**ASSIGNMENT 1**
In the passage on the São Paulo Orthodox cathedral, can you condense the paragraph beginning "Dedicated to Paul the Apostle" into a short bulleted list that keeps its main facts?
**ASSIGNMENT 2**
Would you carry on the passage about the São Paulo Orthodox cathedral, starting after its last sentence?

**STUDY TEXT**
Antiochian Orthodox cathedral in São Paolo

The Orthodox Metropolitan Cathedral of São Paulo (Catedral Metropolitana Ortodoxa de São Paulo), also known as the Orthodox Cathedral of São Paulo, is a cathedral of the Greek Orthodox Church of Antioch, located at 1515 Vergueiro in Paraíso, Vila Mariana, São Paulo, Brazil.

Dedicated to Paul the Apostle, it is home to the Antiochian Orthodox Archdiocese of São Paulo and All Brazil. It was constructed to serve the many Syrian and Lebanese Brazilians of the Orthodox Christian faith who had been immigrating to Brazil since the late 19th century. It is one of the largest Eastern Orthodox cathedrals in the world, and a fine example of Byzantine Revival architecture.

**DATASET ENTRIES**
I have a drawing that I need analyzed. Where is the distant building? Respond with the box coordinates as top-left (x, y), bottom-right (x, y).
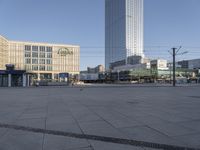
top-left (87, 65), bottom-right (105, 73)
top-left (105, 0), bottom-right (144, 70)
top-left (178, 59), bottom-right (200, 69)
top-left (0, 36), bottom-right (80, 80)
top-left (150, 59), bottom-right (168, 70)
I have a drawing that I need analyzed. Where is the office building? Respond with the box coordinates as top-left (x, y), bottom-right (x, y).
top-left (0, 36), bottom-right (80, 80)
top-left (105, 0), bottom-right (144, 69)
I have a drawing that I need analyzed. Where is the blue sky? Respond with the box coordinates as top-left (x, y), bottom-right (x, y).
top-left (0, 0), bottom-right (200, 70)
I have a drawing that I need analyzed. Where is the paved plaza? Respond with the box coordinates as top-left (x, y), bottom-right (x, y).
top-left (0, 86), bottom-right (200, 150)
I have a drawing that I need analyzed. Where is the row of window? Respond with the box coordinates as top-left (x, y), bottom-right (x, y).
top-left (25, 52), bottom-right (52, 58)
top-left (25, 58), bottom-right (52, 64)
top-left (32, 65), bottom-right (53, 71)
top-left (25, 45), bottom-right (52, 52)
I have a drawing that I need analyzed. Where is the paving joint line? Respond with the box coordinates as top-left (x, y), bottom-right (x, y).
top-left (0, 123), bottom-right (200, 150)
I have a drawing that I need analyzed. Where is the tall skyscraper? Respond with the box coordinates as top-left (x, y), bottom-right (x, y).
top-left (105, 0), bottom-right (144, 69)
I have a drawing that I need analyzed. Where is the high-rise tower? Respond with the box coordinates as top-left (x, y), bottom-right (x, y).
top-left (105, 0), bottom-right (144, 69)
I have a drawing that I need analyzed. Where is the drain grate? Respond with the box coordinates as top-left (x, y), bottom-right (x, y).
top-left (0, 123), bottom-right (200, 150)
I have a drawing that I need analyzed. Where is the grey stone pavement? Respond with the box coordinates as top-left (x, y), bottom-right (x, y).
top-left (0, 86), bottom-right (200, 150)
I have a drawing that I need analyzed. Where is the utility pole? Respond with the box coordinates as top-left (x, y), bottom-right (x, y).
top-left (172, 48), bottom-right (176, 87)
top-left (169, 46), bottom-right (188, 87)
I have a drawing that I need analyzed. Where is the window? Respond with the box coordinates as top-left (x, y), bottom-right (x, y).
top-left (47, 66), bottom-right (52, 71)
top-left (32, 66), bottom-right (38, 70)
top-left (47, 53), bottom-right (52, 58)
top-left (25, 45), bottom-right (31, 51)
top-left (40, 59), bottom-right (45, 64)
top-left (40, 66), bottom-right (45, 71)
top-left (25, 58), bottom-right (31, 64)
top-left (40, 53), bottom-right (45, 58)
top-left (40, 46), bottom-right (45, 52)
top-left (46, 59), bottom-right (52, 64)
top-left (25, 52), bottom-right (31, 57)
top-left (32, 52), bottom-right (38, 57)
top-left (47, 47), bottom-right (52, 52)
top-left (32, 46), bottom-right (38, 52)
top-left (25, 65), bottom-right (31, 71)
top-left (32, 59), bottom-right (38, 64)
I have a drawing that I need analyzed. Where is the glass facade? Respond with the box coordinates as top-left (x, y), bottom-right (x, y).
top-left (105, 0), bottom-right (144, 69)
top-left (0, 36), bottom-right (80, 80)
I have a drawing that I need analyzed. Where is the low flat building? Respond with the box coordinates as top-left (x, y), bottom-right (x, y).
top-left (87, 65), bottom-right (105, 73)
top-left (178, 59), bottom-right (200, 69)
top-left (0, 36), bottom-right (80, 80)
top-left (150, 59), bottom-right (169, 70)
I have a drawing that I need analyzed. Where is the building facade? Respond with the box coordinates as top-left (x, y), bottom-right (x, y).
top-left (178, 59), bottom-right (200, 69)
top-left (105, 0), bottom-right (144, 69)
top-left (0, 36), bottom-right (80, 80)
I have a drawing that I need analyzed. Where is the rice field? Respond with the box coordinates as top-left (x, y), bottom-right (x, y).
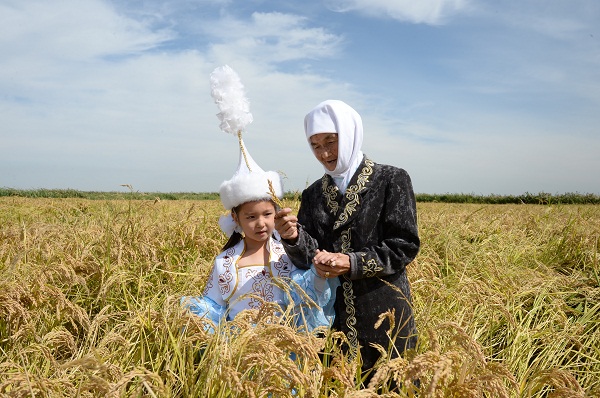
top-left (0, 197), bottom-right (600, 397)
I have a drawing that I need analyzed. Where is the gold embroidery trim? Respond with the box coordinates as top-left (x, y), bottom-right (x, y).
top-left (333, 159), bottom-right (374, 229)
top-left (341, 228), bottom-right (358, 360)
top-left (361, 255), bottom-right (383, 278)
top-left (321, 174), bottom-right (340, 214)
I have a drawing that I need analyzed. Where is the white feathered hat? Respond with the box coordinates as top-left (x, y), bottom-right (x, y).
top-left (210, 65), bottom-right (283, 215)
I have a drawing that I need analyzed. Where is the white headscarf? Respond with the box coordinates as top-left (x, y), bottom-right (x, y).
top-left (304, 100), bottom-right (363, 192)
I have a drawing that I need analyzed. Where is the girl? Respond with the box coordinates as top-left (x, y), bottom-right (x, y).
top-left (184, 138), bottom-right (339, 331)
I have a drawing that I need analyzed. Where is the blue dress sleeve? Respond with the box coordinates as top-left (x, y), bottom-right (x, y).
top-left (285, 267), bottom-right (340, 332)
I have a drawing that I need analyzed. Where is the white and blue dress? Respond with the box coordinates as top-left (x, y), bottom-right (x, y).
top-left (182, 238), bottom-right (339, 331)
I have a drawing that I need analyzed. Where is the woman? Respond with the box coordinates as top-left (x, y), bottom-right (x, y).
top-left (275, 100), bottom-right (420, 380)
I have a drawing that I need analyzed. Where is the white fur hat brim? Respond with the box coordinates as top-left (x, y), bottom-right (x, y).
top-left (219, 170), bottom-right (283, 210)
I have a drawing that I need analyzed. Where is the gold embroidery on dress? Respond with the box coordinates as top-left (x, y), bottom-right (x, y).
top-left (361, 254), bottom-right (383, 278)
top-left (333, 159), bottom-right (374, 229)
top-left (321, 174), bottom-right (340, 214)
top-left (218, 246), bottom-right (237, 300)
top-left (341, 228), bottom-right (358, 360)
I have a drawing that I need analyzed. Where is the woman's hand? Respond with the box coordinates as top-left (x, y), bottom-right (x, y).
top-left (313, 249), bottom-right (350, 278)
top-left (275, 207), bottom-right (298, 243)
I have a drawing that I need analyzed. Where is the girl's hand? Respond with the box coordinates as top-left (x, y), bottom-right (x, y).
top-left (313, 249), bottom-right (350, 278)
top-left (275, 207), bottom-right (298, 243)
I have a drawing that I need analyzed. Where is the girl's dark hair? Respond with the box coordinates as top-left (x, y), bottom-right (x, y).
top-left (221, 199), bottom-right (279, 252)
top-left (221, 231), bottom-right (244, 252)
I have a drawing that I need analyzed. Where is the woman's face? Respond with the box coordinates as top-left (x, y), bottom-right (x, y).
top-left (309, 133), bottom-right (338, 171)
top-left (233, 200), bottom-right (275, 242)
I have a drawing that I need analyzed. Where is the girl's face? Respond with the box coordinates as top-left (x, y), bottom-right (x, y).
top-left (309, 133), bottom-right (338, 171)
top-left (233, 200), bottom-right (275, 242)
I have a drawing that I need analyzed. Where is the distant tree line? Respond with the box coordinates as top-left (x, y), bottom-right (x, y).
top-left (0, 185), bottom-right (600, 205)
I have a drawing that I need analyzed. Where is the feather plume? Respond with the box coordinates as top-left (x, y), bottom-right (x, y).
top-left (210, 65), bottom-right (253, 135)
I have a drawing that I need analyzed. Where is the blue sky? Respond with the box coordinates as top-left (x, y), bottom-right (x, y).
top-left (0, 0), bottom-right (600, 195)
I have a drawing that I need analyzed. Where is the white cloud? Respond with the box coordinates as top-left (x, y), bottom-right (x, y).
top-left (327, 0), bottom-right (469, 25)
top-left (205, 12), bottom-right (343, 65)
top-left (0, 0), bottom-right (171, 61)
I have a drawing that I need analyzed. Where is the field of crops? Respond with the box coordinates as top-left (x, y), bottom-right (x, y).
top-left (0, 197), bottom-right (600, 397)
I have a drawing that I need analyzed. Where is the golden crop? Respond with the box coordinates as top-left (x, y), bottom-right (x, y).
top-left (0, 197), bottom-right (600, 397)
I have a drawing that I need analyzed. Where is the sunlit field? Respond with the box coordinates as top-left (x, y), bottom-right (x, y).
top-left (0, 197), bottom-right (600, 397)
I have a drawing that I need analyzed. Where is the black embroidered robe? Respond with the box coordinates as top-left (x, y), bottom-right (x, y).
top-left (283, 157), bottom-right (420, 370)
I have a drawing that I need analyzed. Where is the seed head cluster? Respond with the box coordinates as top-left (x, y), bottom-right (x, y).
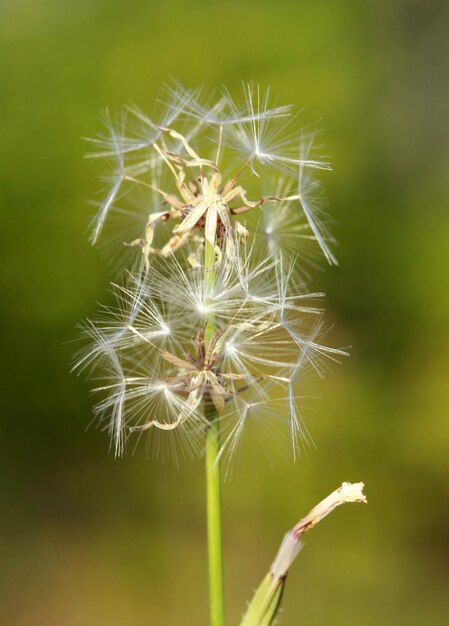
top-left (75, 83), bottom-right (344, 459)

**TASK RESPONSE 1**
- Dedicated to Paul the Apostle
- Seat of the Antiochian Orthodox Archdiocese of São Paulo and All Brazil
- Built to serve Syrian and Lebanese Brazilians of the Orthodox Christian faith, who had been immigrating since the late 19th century
- One of the largest Eastern Orthodox cathedrals in the world
- A fine example of Byzantine Revival architecture

**TASK RESPONSE 2**
==History==
Construction of the cathedral began in 1942, inspired by the Hagia Sophia, and built under the supervision of Paul Taufick Camasmie with the architects Francisca Galvão Bueno and Igor Sresnewsky. Joseph Trabulsi was personally selected by King Farouk of Egypt to participate in its decoration. Wladimir Krivoutz worked on the cathedral's marble iconostasis.

The cathedral was inaugurated in January 1954, along with the celebrations of the quatercentenary of the city of São Paulo, and consecrated by Patriarch Elias IV and Metropolitan Ignátios Ferzli in 1978.